Begin Data provided
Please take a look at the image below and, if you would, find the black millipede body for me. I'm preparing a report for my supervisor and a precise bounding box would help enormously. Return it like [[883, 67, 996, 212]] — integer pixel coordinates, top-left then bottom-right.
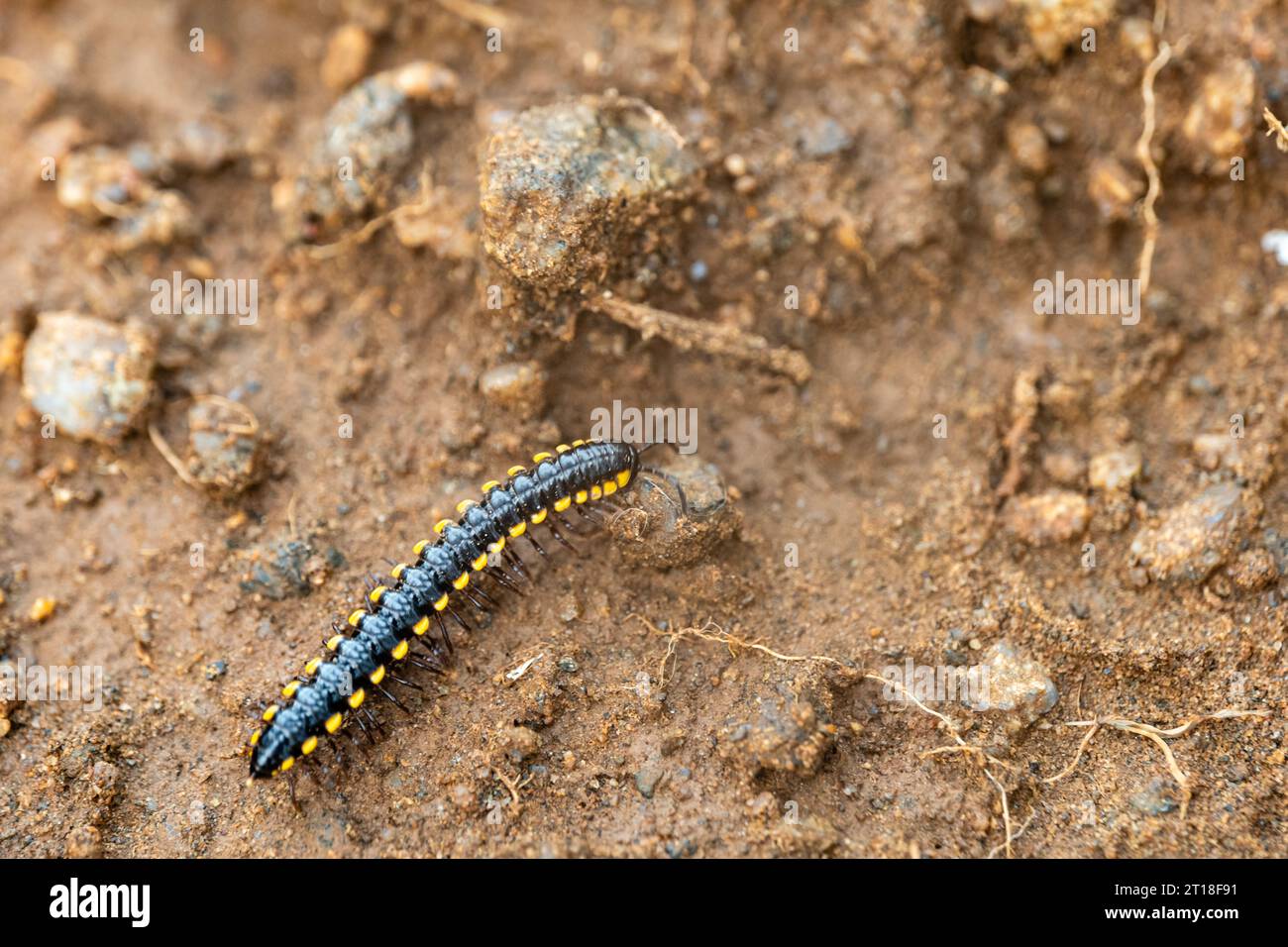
[[250, 441, 641, 777]]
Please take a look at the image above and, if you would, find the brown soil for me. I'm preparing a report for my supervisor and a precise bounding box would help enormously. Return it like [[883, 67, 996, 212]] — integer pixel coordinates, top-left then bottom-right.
[[0, 0, 1288, 857]]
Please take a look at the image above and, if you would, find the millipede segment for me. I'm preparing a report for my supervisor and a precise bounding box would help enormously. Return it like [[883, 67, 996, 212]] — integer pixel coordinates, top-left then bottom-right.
[[250, 441, 640, 779]]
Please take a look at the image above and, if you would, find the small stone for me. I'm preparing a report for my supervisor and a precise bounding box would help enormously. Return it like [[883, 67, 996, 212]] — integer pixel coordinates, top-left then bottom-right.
[[1002, 489, 1091, 546], [1087, 158, 1145, 220], [22, 312, 155, 445], [480, 362, 549, 417], [65, 824, 103, 858], [1181, 58, 1257, 175], [1120, 17, 1158, 65], [322, 23, 373, 91], [559, 594, 581, 621], [963, 640, 1060, 723], [608, 454, 742, 570], [1042, 450, 1087, 487], [1087, 445, 1141, 493], [494, 727, 541, 766], [1006, 121, 1051, 176], [1129, 481, 1262, 582], [27, 595, 58, 625], [1130, 776, 1179, 815], [1231, 549, 1279, 591], [635, 766, 666, 798], [1014, 0, 1117, 63], [1190, 434, 1239, 471], [188, 397, 262, 493], [480, 95, 698, 290]]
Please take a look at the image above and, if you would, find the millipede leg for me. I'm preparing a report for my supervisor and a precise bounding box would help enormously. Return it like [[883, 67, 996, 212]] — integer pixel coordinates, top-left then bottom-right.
[[374, 684, 411, 715], [483, 566, 527, 595], [501, 543, 532, 582], [447, 605, 474, 633], [386, 673, 425, 693], [432, 612, 456, 655], [523, 530, 550, 556]]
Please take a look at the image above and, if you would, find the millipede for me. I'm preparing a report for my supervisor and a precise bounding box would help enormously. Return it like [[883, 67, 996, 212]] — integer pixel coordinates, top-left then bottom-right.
[[249, 441, 686, 797]]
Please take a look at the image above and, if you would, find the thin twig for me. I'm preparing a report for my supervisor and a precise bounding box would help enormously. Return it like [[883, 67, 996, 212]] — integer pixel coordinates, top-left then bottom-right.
[[588, 292, 812, 385]]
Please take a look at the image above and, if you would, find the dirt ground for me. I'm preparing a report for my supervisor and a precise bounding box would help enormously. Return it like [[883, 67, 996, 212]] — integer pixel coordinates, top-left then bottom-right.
[[0, 0, 1288, 857]]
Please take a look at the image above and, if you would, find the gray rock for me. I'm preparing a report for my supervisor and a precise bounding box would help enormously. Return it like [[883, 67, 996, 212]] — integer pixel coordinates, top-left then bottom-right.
[[22, 312, 156, 445]]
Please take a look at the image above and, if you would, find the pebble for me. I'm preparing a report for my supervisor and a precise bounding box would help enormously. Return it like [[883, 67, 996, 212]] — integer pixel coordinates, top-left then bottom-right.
[[481, 94, 698, 290], [22, 312, 156, 445], [480, 362, 549, 417], [322, 23, 373, 91], [1129, 481, 1262, 582], [271, 61, 459, 241], [1013, 0, 1117, 63], [965, 640, 1060, 723], [635, 766, 666, 798], [188, 398, 262, 493], [1130, 776, 1180, 815], [609, 449, 742, 570], [1087, 445, 1141, 493], [1087, 158, 1145, 220], [27, 595, 58, 625], [1006, 121, 1051, 176], [1181, 58, 1259, 176], [1190, 434, 1239, 471], [1002, 489, 1091, 546]]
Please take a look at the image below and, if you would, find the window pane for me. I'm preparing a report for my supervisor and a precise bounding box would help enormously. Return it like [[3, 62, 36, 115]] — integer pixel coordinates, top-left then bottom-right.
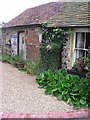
[[76, 50, 85, 58], [86, 33, 90, 49], [75, 33, 85, 48]]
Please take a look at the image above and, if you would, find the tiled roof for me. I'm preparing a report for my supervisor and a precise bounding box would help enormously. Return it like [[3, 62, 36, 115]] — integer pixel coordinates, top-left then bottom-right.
[[5, 2, 62, 27], [50, 2, 90, 27], [5, 2, 90, 27]]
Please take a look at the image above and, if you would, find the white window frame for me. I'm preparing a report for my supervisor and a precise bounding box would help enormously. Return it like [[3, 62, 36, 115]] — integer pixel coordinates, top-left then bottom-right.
[[72, 31, 88, 67]]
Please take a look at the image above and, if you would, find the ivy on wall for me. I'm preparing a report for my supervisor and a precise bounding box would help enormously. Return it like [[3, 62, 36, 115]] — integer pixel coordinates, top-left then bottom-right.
[[40, 23, 70, 70]]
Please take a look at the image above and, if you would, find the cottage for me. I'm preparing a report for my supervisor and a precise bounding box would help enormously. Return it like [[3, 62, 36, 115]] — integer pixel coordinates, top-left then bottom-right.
[[2, 2, 90, 69]]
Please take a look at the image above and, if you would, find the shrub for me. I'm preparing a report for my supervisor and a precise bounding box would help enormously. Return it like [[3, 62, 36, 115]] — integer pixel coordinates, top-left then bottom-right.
[[12, 55, 25, 66], [24, 60, 39, 75], [2, 54, 11, 64], [36, 69, 89, 109]]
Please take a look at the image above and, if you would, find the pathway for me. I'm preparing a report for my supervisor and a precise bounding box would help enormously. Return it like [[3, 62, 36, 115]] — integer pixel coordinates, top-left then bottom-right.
[[0, 62, 72, 114]]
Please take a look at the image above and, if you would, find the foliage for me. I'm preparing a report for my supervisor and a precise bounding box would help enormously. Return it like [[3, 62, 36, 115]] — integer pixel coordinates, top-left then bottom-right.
[[36, 69, 89, 109], [24, 60, 39, 75], [86, 46, 90, 107], [12, 55, 25, 66], [40, 24, 70, 70], [2, 54, 11, 64]]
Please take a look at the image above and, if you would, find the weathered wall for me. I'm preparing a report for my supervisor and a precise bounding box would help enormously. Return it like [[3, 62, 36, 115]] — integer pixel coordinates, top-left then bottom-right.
[[2, 26, 41, 61], [62, 30, 74, 70]]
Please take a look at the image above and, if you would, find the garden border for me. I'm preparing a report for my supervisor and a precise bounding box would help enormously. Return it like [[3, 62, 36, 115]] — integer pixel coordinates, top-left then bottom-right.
[[0, 109, 90, 119]]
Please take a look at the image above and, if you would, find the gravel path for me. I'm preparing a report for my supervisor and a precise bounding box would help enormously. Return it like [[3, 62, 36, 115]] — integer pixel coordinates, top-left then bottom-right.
[[0, 62, 72, 114]]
End Data provided
#### Requirement:
Find every line in the items above that contains the word "cottage" and copy each of those lines in full.

#### Exercise answer:
Please take a look at the image above and, if you would, find the cottage for me. I'm preparing a report for my supervisor and a precise bounding box would help enormously. Return it like [[3, 62, 36, 115]] — integer pixel coordinates, top-left then bottom-right.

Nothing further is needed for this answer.